What the task requires: Each entry that follows should be given again word for word; please leave out its pictures.

Records drawn from a dataset
⁂

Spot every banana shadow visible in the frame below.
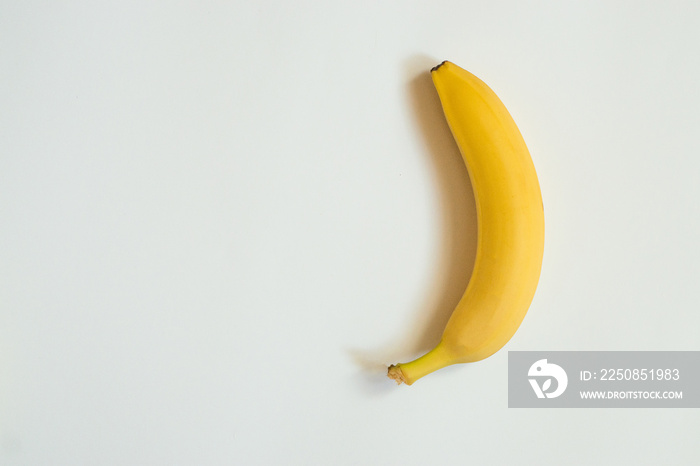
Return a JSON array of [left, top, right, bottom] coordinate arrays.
[[350, 55, 478, 393], [403, 55, 478, 357]]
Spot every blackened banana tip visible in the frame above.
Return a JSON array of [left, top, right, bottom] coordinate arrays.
[[431, 60, 448, 72]]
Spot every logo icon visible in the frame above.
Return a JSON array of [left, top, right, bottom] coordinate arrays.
[[528, 359, 568, 399]]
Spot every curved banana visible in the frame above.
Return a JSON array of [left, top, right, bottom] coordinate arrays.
[[388, 61, 544, 385]]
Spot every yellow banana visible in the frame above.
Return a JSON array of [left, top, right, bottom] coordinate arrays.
[[388, 61, 544, 385]]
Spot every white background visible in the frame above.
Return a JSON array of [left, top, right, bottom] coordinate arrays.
[[2, 1, 699, 464]]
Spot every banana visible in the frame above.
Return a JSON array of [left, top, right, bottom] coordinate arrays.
[[387, 61, 544, 385]]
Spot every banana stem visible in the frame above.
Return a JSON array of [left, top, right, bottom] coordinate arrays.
[[387, 342, 455, 385]]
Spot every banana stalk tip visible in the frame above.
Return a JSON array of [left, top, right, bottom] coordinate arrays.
[[387, 365, 407, 385]]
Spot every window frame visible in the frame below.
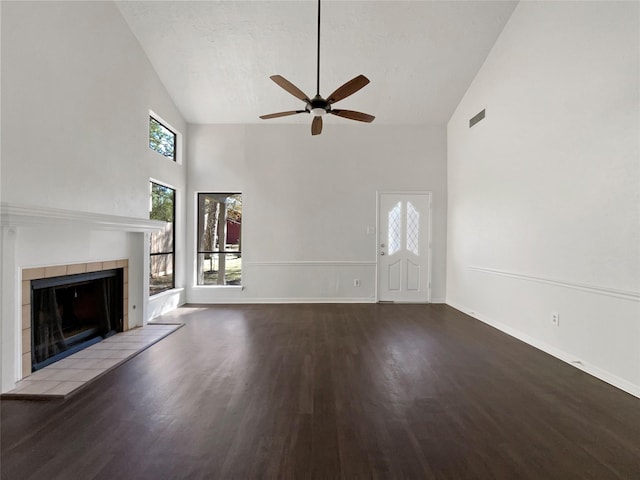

⁂

Exercise result:
Spot every banana shadow visible in the frame below.
Return a JSON array of [left, top, right, bottom] coordinate arrays.
[[350, 55, 478, 393], [403, 55, 478, 357]]
Spot every blackened banana tip visible in the frame above.
Return a JSON array of [left, top, right, bottom] coordinate arrays.
[[431, 60, 448, 72]]
Spot every logo icon visible in the frame above.
Return a JSON array of [left, top, right, bottom] coordinate arrays.
[[528, 359, 568, 399]]
Spot every curved banana visible in the frame above.
Return a JSON array of [left, top, right, bottom] coordinate arrays.
[[388, 61, 544, 385]]
Spot every yellow banana visible in the frame above.
Return a JSON array of [left, top, right, bottom] coordinate arrays.
[[388, 61, 544, 385]]
Spot every white background visible in the frame above.
Return a JSON array of [left, top, right, bottom] coordinate arrays.
[[2, 1, 699, 464]]
Spot every banana visible in the frame above.
Return a JSON array of [left, top, right, bottom] coordinate arrays.
[[387, 61, 544, 385]]
Spot every banana stem visible in the frame above.
Return a JSON array of [left, top, right, bottom] coordinate arrays.
[[387, 342, 455, 385]]
Spot every banana stalk tip visible in the frame above.
Return a JSON array of [left, top, right, bottom] coordinate arrays.
[[387, 365, 407, 385]]
Spot every window frame visible in the frame below.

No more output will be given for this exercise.